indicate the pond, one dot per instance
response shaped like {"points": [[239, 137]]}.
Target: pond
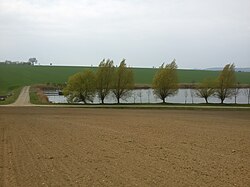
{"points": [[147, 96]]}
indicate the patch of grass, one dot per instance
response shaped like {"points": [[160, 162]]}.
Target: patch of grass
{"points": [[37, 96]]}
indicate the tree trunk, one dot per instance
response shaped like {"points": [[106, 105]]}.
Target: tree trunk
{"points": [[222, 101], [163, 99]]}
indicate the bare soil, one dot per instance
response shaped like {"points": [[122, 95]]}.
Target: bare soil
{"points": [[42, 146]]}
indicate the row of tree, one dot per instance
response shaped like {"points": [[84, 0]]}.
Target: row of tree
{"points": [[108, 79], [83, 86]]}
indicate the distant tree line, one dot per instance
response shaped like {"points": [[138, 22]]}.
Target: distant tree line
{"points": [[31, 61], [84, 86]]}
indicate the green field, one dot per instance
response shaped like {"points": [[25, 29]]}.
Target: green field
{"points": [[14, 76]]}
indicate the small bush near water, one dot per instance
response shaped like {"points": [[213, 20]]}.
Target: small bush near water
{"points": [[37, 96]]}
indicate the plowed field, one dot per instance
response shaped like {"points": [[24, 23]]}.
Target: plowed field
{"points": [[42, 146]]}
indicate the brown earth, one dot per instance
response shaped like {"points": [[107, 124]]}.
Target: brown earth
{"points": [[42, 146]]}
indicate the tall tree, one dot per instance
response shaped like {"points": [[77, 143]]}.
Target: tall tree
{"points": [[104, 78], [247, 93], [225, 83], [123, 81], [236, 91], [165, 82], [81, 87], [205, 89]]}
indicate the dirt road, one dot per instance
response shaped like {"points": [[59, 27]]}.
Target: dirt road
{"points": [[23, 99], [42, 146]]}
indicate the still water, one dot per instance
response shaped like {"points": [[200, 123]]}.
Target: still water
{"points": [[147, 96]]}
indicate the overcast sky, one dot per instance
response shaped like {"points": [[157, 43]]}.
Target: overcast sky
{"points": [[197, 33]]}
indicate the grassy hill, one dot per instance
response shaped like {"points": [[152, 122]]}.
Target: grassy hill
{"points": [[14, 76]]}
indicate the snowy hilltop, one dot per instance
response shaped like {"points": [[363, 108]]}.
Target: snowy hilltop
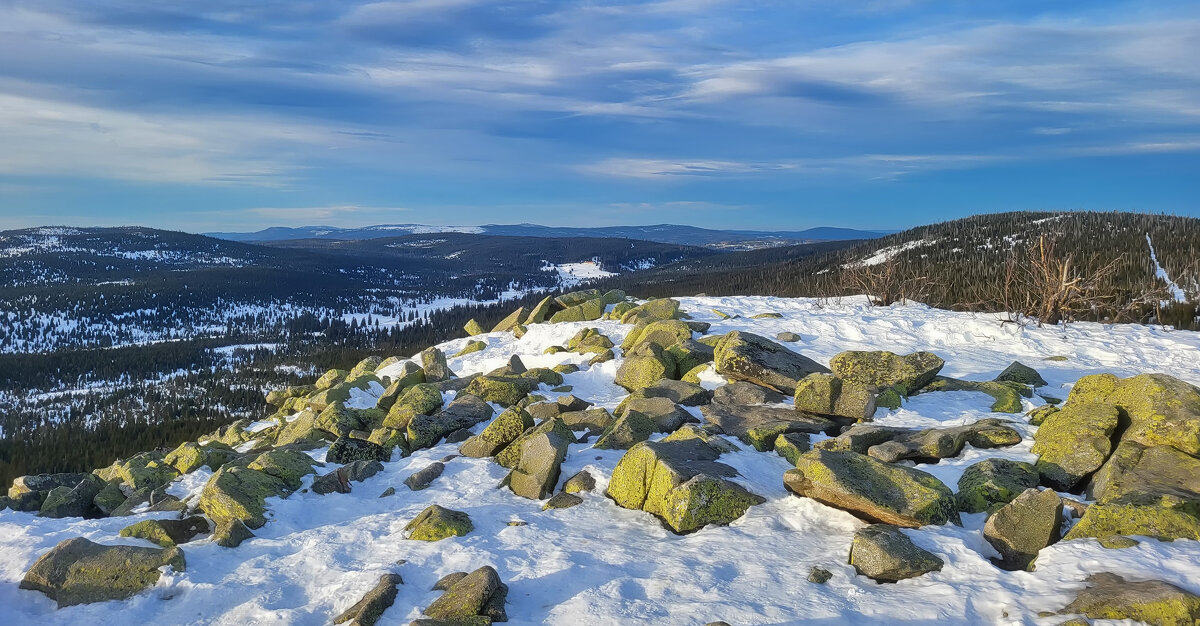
======
*REQUIREMENT:* Rewrite the part of the records that opens with the line containing "indicate the dirt road, one dot per instance" and closes with the end of the records, swapping "grassy hill" for "grassy slope" and keeping everything else as it is. Leave the pictures out of your answer.

*OUTPUT BELOW:*
indicate the dirt road, one dot per instance
response shaped like {"points": [[59, 27]]}.
Target: dirt road
{"points": [[23, 99], [42, 146]]}
indicate the still water, one dot per instance
response shaped like {"points": [[200, 123]]}.
Target: still water
{"points": [[147, 96]]}
indicate the overcast sky, one dot per instance
response shaped like {"points": [[157, 43]]}.
Target: overcast sky
{"points": [[197, 33]]}
indicate the grassy slope, one dot per instance
response shaped like {"points": [[152, 122]]}.
Target: grassy slope
{"points": [[14, 76]]}
indicate the snowy hilltop, one dot per instance
response shaped like {"points": [[363, 108]]}.
Target: snowy hilltop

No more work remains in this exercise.